### Directions for this task
Nothing but the records, repeated word for word and free of pictures, belongs in the answer.

### Given entries

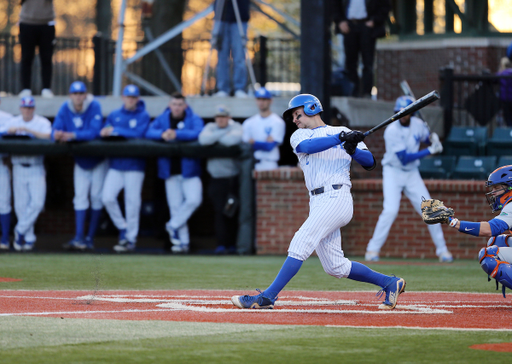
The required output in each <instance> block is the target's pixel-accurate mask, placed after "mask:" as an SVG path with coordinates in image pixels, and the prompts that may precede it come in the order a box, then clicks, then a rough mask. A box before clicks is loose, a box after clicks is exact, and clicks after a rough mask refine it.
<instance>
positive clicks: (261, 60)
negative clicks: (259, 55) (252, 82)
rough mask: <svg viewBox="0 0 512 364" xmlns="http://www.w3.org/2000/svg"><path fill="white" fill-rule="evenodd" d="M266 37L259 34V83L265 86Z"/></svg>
mask: <svg viewBox="0 0 512 364" xmlns="http://www.w3.org/2000/svg"><path fill="white" fill-rule="evenodd" d="M267 52H268V49H267V37H264V36H263V35H260V64H259V68H260V85H261V86H263V87H264V86H265V84H266V83H267Z"/></svg>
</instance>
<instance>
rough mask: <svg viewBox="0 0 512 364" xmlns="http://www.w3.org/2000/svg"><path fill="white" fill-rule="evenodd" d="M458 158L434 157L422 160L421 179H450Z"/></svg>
mask: <svg viewBox="0 0 512 364" xmlns="http://www.w3.org/2000/svg"><path fill="white" fill-rule="evenodd" d="M456 162H457V157H456V156H454V155H433V156H430V157H427V158H423V159H422V160H421V164H420V167H419V170H420V174H421V177H423V178H431V179H449V178H450V176H451V174H452V173H453V171H454V169H455V164H456Z"/></svg>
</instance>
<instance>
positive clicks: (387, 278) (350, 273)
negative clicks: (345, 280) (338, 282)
mask: <svg viewBox="0 0 512 364" xmlns="http://www.w3.org/2000/svg"><path fill="white" fill-rule="evenodd" d="M347 278H348V279H352V280H354V281H358V282H365V283H373V284H375V285H377V286H380V287H381V288H384V287H386V286H387V285H388V284H389V283H390V282H391V280H392V279H393V277H390V276H387V275H385V274H382V273H379V272H376V271H374V270H371V269H370V268H368V267H367V266H366V265H364V264H361V263H358V262H352V269H351V270H350V273H349V275H348V277H347Z"/></svg>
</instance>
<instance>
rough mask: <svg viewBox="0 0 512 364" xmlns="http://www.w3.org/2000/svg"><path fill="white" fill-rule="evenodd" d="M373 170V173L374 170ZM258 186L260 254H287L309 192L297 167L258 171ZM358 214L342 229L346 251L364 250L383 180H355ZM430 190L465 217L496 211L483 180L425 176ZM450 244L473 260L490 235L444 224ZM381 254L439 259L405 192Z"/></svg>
mask: <svg viewBox="0 0 512 364" xmlns="http://www.w3.org/2000/svg"><path fill="white" fill-rule="evenodd" d="M370 173H371V172H370ZM255 178H256V182H257V183H256V186H257V200H256V201H257V202H256V203H257V223H256V243H257V254H286V252H287V249H288V245H289V243H290V240H291V239H292V237H293V235H294V233H295V231H297V230H298V229H299V227H300V226H301V225H302V223H303V222H304V220H306V218H307V217H308V210H309V205H308V201H309V196H308V194H307V190H306V187H305V186H304V180H303V174H302V171H301V170H300V169H299V168H283V169H281V170H279V171H271V172H255ZM352 183H353V187H352V194H353V196H354V217H353V218H352V221H351V222H350V224H348V225H347V226H346V227H345V228H344V229H343V232H342V234H343V250H344V251H345V254H346V255H347V256H361V255H363V254H364V252H365V249H366V245H367V244H368V240H369V239H370V238H371V236H372V234H373V230H374V228H375V225H376V223H377V219H378V217H379V214H380V212H381V211H382V199H383V197H382V180H381V179H355V180H353V181H352ZM425 184H426V185H427V188H428V190H429V192H430V194H431V195H432V196H433V197H435V198H439V199H441V200H443V201H444V203H445V205H447V206H450V207H452V208H453V209H454V210H455V212H456V216H457V217H458V218H459V219H461V220H469V221H488V220H490V219H492V217H493V215H492V214H491V210H490V208H489V207H488V205H487V202H486V199H485V196H484V194H485V192H486V191H485V187H484V183H483V182H480V181H454V180H452V181H444V180H425ZM443 231H444V234H445V239H446V242H447V245H448V249H449V250H450V251H451V252H452V254H453V255H454V257H455V258H458V259H474V258H475V257H476V256H477V254H478V251H479V250H480V248H481V247H482V246H484V245H485V243H486V241H487V239H485V238H476V237H474V236H470V235H466V234H462V233H460V232H458V231H455V230H454V229H450V228H449V227H447V226H443ZM381 256H383V257H404V258H405V257H407V258H435V257H436V255H435V246H434V244H433V243H432V241H431V239H430V235H429V233H428V229H427V226H426V225H425V224H424V223H423V221H422V220H421V218H420V216H419V215H418V214H417V213H416V212H415V211H414V210H413V208H412V206H411V205H410V203H409V200H408V199H407V198H406V197H405V196H404V197H403V198H402V202H401V205H400V213H399V215H398V217H397V219H396V220H395V223H394V224H393V226H392V227H391V231H390V234H389V237H388V240H387V242H386V244H385V245H384V247H383V249H382V251H381Z"/></svg>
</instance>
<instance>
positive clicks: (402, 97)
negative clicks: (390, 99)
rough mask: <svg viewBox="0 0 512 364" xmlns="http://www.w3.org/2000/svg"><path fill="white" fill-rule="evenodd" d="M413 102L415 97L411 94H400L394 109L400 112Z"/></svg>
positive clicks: (411, 103)
mask: <svg viewBox="0 0 512 364" xmlns="http://www.w3.org/2000/svg"><path fill="white" fill-rule="evenodd" d="M413 102H414V99H413V98H412V97H411V96H400V97H399V98H398V99H396V102H395V108H394V111H395V112H399V111H400V110H402V109H404V108H406V107H407V106H409V105H410V104H412V103H413Z"/></svg>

### Task answer
The required output in each <instance> block is the target's pixel-accurate mask, placed after "mask:" as an SVG path with coordinates in image pixels, and the prompts that may precede it come in the order a box, then clicks, then a rough mask. A box before clicks is loose, a box after clicks is exact, and clicks after a rough mask refine it.
<instance>
positive clicks: (261, 60)
negative clicks: (259, 55) (252, 82)
rough mask: <svg viewBox="0 0 512 364" xmlns="http://www.w3.org/2000/svg"><path fill="white" fill-rule="evenodd" d="M266 37L259 34V83L265 86Z"/></svg>
mask: <svg viewBox="0 0 512 364" xmlns="http://www.w3.org/2000/svg"><path fill="white" fill-rule="evenodd" d="M267 52H268V49H267V37H264V36H263V35H260V64H259V68H260V85H261V86H263V87H264V86H265V84H266V83H267Z"/></svg>
</instance>
<instance>
rough mask: <svg viewBox="0 0 512 364" xmlns="http://www.w3.org/2000/svg"><path fill="white" fill-rule="evenodd" d="M458 158L434 157L422 160L421 179H450Z"/></svg>
mask: <svg viewBox="0 0 512 364" xmlns="http://www.w3.org/2000/svg"><path fill="white" fill-rule="evenodd" d="M456 162H457V157H456V156H454V155H433V156H430V157H427V158H423V159H422V160H421V164H420V167H419V170H420V174H421V177H423V178H431V179H449V178H450V176H451V174H452V173H453V171H454V169H455V164H456Z"/></svg>
</instance>
<instance>
positive clicks: (387, 278) (350, 273)
negative clicks: (345, 280) (338, 282)
mask: <svg viewBox="0 0 512 364" xmlns="http://www.w3.org/2000/svg"><path fill="white" fill-rule="evenodd" d="M347 278H348V279H352V280H354V281H358V282H365V283H373V284H375V285H377V286H380V287H381V288H384V287H386V286H387V285H388V284H389V283H390V282H391V280H392V279H393V277H390V276H387V275H385V274H382V273H379V272H376V271H374V270H371V269H370V268H368V267H367V266H366V265H364V264H361V263H358V262H352V269H351V270H350V273H349V275H348V277H347Z"/></svg>
</instance>
<instance>
rough mask: <svg viewBox="0 0 512 364" xmlns="http://www.w3.org/2000/svg"><path fill="white" fill-rule="evenodd" d="M373 170V173L374 170ZM258 186L260 254H287L309 192L297 167L258 171ZM358 214L342 229L346 251L364 250L383 180H355ZM430 190L465 217L496 211L483 180L425 176ZM450 244L473 260L490 235L444 224ZM381 254L439 259L405 192Z"/></svg>
mask: <svg viewBox="0 0 512 364" xmlns="http://www.w3.org/2000/svg"><path fill="white" fill-rule="evenodd" d="M370 173H371V172H370ZM255 178H256V182H257V183H256V186H257V200H256V201H257V202H256V203H257V223H256V243H257V254H286V252H287V249H288V245H289V243H290V240H291V239H292V237H293V235H294V233H295V231H297V230H298V229H299V227H300V226H301V225H302V223H303V222H304V220H306V218H307V217H308V210H309V205H308V201H309V196H308V194H307V190H306V187H305V186H304V180H303V174H302V171H301V170H300V169H299V168H283V169H281V170H279V171H271V172H255ZM352 183H353V187H352V194H353V196H354V217H353V218H352V221H351V222H350V224H348V225H347V226H346V227H345V228H344V229H343V232H342V234H343V250H344V251H345V254H346V255H347V256H361V255H363V254H364V252H365V249H366V245H367V244H368V240H369V239H370V238H371V236H372V234H373V230H374V228H375V225H376V223H377V219H378V217H379V214H380V212H381V211H382V199H383V197H382V180H381V179H355V180H353V181H352ZM425 184H426V185H427V188H428V190H429V192H430V194H431V195H432V196H433V197H435V198H439V199H441V200H443V201H444V203H445V205H447V206H450V207H452V208H453V209H454V210H455V212H456V216H457V217H458V218H459V219H461V220H469V221H488V220H490V219H492V217H493V215H492V214H491V210H490V208H489V207H488V205H487V202H486V199H485V196H484V194H485V192H486V191H485V187H484V183H483V182H480V181H454V180H452V181H444V180H425ZM443 231H444V234H445V239H446V242H447V245H448V249H449V250H450V251H451V252H452V254H453V255H454V257H455V258H458V259H474V258H475V257H476V256H477V254H478V251H479V250H480V248H481V247H482V246H484V245H485V243H486V241H487V239H485V238H476V237H474V236H470V235H466V234H462V233H460V232H458V231H455V230H454V229H450V228H449V227H447V226H443ZM381 256H383V257H404V258H405V257H407V258H435V257H436V255H435V246H434V244H433V243H432V241H431V239H430V235H429V233H428V229H427V226H426V225H425V224H424V223H423V221H422V220H421V218H420V216H419V215H418V214H417V213H416V212H415V211H414V210H413V208H412V206H411V205H410V203H409V200H408V199H407V198H406V197H405V196H404V197H403V198H402V202H401V205H400V213H399V215H398V217H397V219H396V220H395V223H394V224H393V226H392V227H391V231H390V234H389V237H388V240H387V242H386V244H385V245H384V247H383V249H382V251H381Z"/></svg>
</instance>
<instance>
positive clicks: (402, 97)
negative clicks: (390, 99)
rough mask: <svg viewBox="0 0 512 364" xmlns="http://www.w3.org/2000/svg"><path fill="white" fill-rule="evenodd" d="M413 102L415 97L411 94H400L394 109L400 112Z"/></svg>
positive clicks: (411, 103)
mask: <svg viewBox="0 0 512 364" xmlns="http://www.w3.org/2000/svg"><path fill="white" fill-rule="evenodd" d="M413 102H414V99H413V98H412V97H411V96H400V97H399V98H398V99H396V102H395V108H394V111H395V112H399V111H400V110H402V109H404V108H406V107H407V106H409V105H410V104H412V103H413Z"/></svg>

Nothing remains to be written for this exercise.